→ DATA RECORDS
# # #
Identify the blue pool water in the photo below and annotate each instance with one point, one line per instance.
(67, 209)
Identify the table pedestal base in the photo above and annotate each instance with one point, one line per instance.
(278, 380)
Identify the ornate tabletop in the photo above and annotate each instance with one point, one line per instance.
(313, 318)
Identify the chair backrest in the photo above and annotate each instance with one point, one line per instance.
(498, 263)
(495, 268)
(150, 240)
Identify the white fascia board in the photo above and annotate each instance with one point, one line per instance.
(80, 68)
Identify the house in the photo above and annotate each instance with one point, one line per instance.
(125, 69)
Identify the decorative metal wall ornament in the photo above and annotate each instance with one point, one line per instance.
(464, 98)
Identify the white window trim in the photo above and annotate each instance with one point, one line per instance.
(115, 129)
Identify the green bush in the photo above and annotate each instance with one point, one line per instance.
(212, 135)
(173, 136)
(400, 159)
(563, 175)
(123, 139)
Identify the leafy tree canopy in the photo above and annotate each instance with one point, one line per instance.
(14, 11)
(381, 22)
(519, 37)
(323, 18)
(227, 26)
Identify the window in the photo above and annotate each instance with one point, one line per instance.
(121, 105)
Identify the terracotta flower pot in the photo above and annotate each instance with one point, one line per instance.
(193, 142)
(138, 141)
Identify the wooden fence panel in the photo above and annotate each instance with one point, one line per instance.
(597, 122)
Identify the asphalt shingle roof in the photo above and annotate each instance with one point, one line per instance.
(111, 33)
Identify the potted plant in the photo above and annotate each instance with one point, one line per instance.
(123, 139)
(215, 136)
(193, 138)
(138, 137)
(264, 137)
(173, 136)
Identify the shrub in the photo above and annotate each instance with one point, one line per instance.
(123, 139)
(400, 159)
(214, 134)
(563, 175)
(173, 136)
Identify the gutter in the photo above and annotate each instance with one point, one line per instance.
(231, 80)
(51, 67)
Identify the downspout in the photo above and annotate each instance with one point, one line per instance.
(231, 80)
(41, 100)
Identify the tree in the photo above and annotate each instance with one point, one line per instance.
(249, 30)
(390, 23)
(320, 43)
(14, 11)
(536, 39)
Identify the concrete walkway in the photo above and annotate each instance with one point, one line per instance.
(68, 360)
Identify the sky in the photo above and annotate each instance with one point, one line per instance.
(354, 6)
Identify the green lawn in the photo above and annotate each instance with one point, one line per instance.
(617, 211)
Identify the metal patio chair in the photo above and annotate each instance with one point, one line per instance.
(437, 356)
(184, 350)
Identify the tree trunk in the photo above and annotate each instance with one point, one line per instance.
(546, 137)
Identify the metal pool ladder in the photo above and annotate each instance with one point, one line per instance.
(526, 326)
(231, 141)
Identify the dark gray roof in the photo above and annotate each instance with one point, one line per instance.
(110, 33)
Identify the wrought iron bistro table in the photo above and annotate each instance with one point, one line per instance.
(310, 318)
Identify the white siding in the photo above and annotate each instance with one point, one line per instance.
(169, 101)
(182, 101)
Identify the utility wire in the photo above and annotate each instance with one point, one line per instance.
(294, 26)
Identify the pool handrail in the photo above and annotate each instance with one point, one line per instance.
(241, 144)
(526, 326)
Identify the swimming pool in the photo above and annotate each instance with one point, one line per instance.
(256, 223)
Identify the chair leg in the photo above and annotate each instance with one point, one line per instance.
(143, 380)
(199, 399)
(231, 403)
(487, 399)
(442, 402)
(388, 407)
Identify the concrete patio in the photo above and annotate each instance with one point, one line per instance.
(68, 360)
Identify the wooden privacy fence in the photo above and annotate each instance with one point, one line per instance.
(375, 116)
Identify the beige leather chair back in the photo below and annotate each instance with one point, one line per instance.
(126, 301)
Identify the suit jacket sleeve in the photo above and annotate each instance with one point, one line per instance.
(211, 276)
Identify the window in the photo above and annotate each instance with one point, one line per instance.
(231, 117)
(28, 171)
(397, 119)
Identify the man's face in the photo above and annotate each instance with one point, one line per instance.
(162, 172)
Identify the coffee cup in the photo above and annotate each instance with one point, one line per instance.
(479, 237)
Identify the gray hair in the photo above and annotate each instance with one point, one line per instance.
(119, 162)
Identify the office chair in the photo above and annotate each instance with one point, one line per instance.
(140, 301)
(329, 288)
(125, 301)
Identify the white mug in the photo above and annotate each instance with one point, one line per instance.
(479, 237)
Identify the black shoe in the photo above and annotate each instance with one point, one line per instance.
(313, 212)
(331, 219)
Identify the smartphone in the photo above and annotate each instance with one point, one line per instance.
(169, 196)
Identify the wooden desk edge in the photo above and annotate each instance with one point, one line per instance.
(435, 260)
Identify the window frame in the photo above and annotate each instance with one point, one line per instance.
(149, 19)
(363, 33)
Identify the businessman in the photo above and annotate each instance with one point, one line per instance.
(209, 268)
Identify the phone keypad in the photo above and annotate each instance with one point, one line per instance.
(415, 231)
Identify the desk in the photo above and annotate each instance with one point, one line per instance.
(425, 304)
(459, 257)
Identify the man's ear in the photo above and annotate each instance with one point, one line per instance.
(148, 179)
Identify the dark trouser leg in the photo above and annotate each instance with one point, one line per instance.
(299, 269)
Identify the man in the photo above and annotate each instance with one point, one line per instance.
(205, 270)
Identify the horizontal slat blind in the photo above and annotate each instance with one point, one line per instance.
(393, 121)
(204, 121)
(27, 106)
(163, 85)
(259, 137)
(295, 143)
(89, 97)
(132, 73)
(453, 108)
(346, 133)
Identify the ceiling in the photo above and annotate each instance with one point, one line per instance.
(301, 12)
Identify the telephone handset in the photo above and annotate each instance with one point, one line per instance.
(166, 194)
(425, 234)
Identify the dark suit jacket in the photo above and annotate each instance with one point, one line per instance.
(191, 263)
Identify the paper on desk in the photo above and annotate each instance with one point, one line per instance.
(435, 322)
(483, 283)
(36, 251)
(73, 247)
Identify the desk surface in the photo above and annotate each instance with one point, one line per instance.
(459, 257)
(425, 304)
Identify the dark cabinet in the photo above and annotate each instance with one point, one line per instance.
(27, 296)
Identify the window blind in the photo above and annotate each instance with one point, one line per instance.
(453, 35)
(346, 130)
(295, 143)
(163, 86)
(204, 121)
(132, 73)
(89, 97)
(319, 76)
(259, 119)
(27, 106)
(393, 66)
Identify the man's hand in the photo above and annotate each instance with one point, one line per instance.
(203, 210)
# # #
→ DIRECTIVE
Copy the material above back out, exactly as written.

→ WRITTEN RESPONSE
Identify the blue pool water in the photo below and annotate each instance with one point, one line per instance.
(67, 209)
Identify the table pedestal base in the photo above and annotate each instance with one point, one line per instance.
(278, 380)
Identify the ornate tabletop in the photo above and annotate each instance with one point, one line per instance.
(313, 318)
Identify the chair backrest in the photo above and annotate each instance with one point, one line per instance.
(498, 263)
(495, 268)
(150, 240)
Identify the white fascia board in the photo above and annotate each instance with one point, one line per instance.
(80, 68)
Identify the house in the photo above and annotate each instance with one point, one line per instance.
(125, 69)
Identify the decorative metal wall ornament in the photo above and annotate each instance with one point, one line per instance.
(464, 98)
Identify the white window trim in the photo above and annotate each instance with one point, one line per instance.
(115, 129)
Identify the green bush in the photo above and annotate each instance with one point, one line per instance.
(212, 135)
(173, 136)
(400, 159)
(563, 175)
(123, 139)
Identify the leafy tree canopy in the photo above and annotate each instance with one point, one line per instance.
(14, 11)
(381, 22)
(519, 37)
(323, 18)
(227, 26)
Identify the window in the photo above and annotate each instance with one point, one line per instance.
(121, 105)
Identify the terracotta flower pot in the photo above and annotate each instance with one point, one line per instance.
(193, 142)
(138, 141)
Identify the wooden fence panel in the photo above and annotate each instance with one point, one line per instance.
(597, 122)
Identify the asphalt shingle roof in the photo above and annotate each instance with one point, one line per instance.
(111, 33)
Identify the potted plant in the photo above and annotate each instance with one point, one line per instance.
(123, 139)
(215, 136)
(193, 138)
(138, 137)
(264, 137)
(173, 136)
Identify the shrub in the photo above and annotate each instance with one point, one line per instance.
(123, 139)
(400, 159)
(214, 134)
(563, 175)
(173, 136)
Identify the gutter in the photo above and annotate each instance with one point, one line per instance.
(231, 80)
(51, 67)
Identify the downspout in the photo above and annotate each instance with one point, one line per instance.
(231, 80)
(41, 100)
Identify the tree in the photo above and annotate each instance with one point, one line per instance.
(249, 30)
(390, 23)
(320, 43)
(14, 11)
(536, 39)
Identify the concrete walkway in the photo above and annotate each instance with one point, one line per instance.
(68, 360)
Identify the sky in the photo above and annotate each instance with one point, one line per instance.
(354, 6)
Identify the green lawn in the photo above and annotate each instance with one point, one line per instance.
(617, 211)
Identify the metal patio chair in the photo above and annotate each instance with one point, one line per instance.
(437, 356)
(184, 350)
Identify the tree trunk in the photo above and annotate each instance with one point, one line per instance.
(546, 137)
Identify the metal pool ladder in the photo above and annotate each instance with one point, one line per instance.
(526, 326)
(231, 141)
Identify the dark gray roof in the photo above and annotate each instance with one point, one line per instance.
(110, 33)
Identify the wrought iron bistro table in the photo above and annotate each instance with one point, one line per instance.
(310, 318)
Identify the white siding in the photo above and annotate each instance with one point, one line per instance.
(169, 101)
(182, 101)
Identify the utility wire in the photo above and annotate each instance with one point, one line per instance.
(294, 26)
Identify the pool handrail in the photo above and annotate each instance with one point, one line per instance.
(241, 144)
(526, 326)
Identify the swimming pool in the photo above and annotate each instance with one point, one line per instance.
(256, 223)
Identify the chair leg in the photo above and annotate each instance with one point, one line per instance.
(143, 380)
(199, 399)
(231, 403)
(487, 399)
(442, 402)
(388, 407)
Identify the concrete patio in the photo above and annotate each instance with one point, one line per instance.
(68, 360)
Identify the wooden privacy fence in the photo above and annotate each instance with one point, one line per instance.
(375, 116)
Identify the beige leather chair back in the photo below and annotate each instance with one point, one line per instance.
(126, 301)
Identify the suit jacket sleeve in the photo above and annotate each instance with one point, one line per instance.
(211, 276)
Identify the window in the photo above and annotate each instance with one point, one line per instance.
(231, 117)
(28, 171)
(397, 119)
Identify the man's face in the photo above and annotate each instance with one point, one line per instance.
(162, 172)
Identify the coffee cup in the photo above and annotate each instance with one point, one line per instance.
(479, 237)
Identify the gray hair in the photo above and annotate each instance with one point, one line per instance.
(119, 162)
Identify the office chair in the photo above and annotate each instance with one point, one line per instance.
(140, 301)
(329, 288)
(125, 301)
Identify the white mug in the photo above and annotate each instance with one point, one line per instance.
(479, 237)
Identify the black shoe in the photo above and annotate each instance with one point, one line per instance.
(313, 212)
(331, 219)
Identify the smartphone in the photo above and annotate each instance with one point, one line per instance.
(169, 196)
Identify the wooden desk edge in the photo above and annotate each instance with one point, one line per instance.
(435, 260)
Identify the window frame in the photo above and annotate each instance with one point, one line per instance.
(149, 19)
(363, 33)
Identify the businessman in the photo above and annotate each instance with one point, one line per instance.
(209, 268)
Identify the phone keypad in the photo above and annotate each instance with one point, one line per instance.
(415, 231)
Identify the desk in the photo above and annotate each instance with one point, one line per instance.
(425, 304)
(459, 257)
Identify the man's ear in the photo above and annotate each instance with one point, one line per instance.
(148, 179)
Identify the dark trouser leg in the photo above and annotate each instance with one point, one line per instance.
(299, 269)
Identify the man in the photo above and annotate each instance with one point, one line per instance.
(205, 270)
Identify the horizontal slat blind in the photo above and annotate each instance with one point, one line per instance.
(393, 121)
(204, 121)
(27, 106)
(163, 85)
(259, 137)
(295, 143)
(89, 97)
(132, 73)
(453, 108)
(346, 133)
Identify the ceiling in the photo above and annotate each instance with one point, one line per instance.
(301, 12)
Identify the telephone handset in the photo above and annotate each instance with one point, one line per instance.
(166, 194)
(425, 234)
Identify the dark suit jacket in the photo above and annotate each instance with one point, one line per instance.
(191, 263)
Identify the paper on desk in the photo above and annotate each instance with one point, one line per instance.
(435, 322)
(483, 283)
(36, 251)
(73, 247)
Identify the desk surface in the photo above and annotate each instance with one point, one line per instance.
(459, 257)
(425, 304)
Identify the dark cabinet in the photo above and annotate each instance with one point, one line per instance.
(27, 296)
Identify the window blind in the photo above and annotate each instance with one point, one line per instance.
(453, 35)
(346, 130)
(295, 143)
(163, 86)
(204, 121)
(132, 73)
(89, 97)
(319, 76)
(259, 119)
(27, 106)
(393, 66)
Identify the man's hand in the photo above and annotate each instance with one point, one line per instance.
(203, 210)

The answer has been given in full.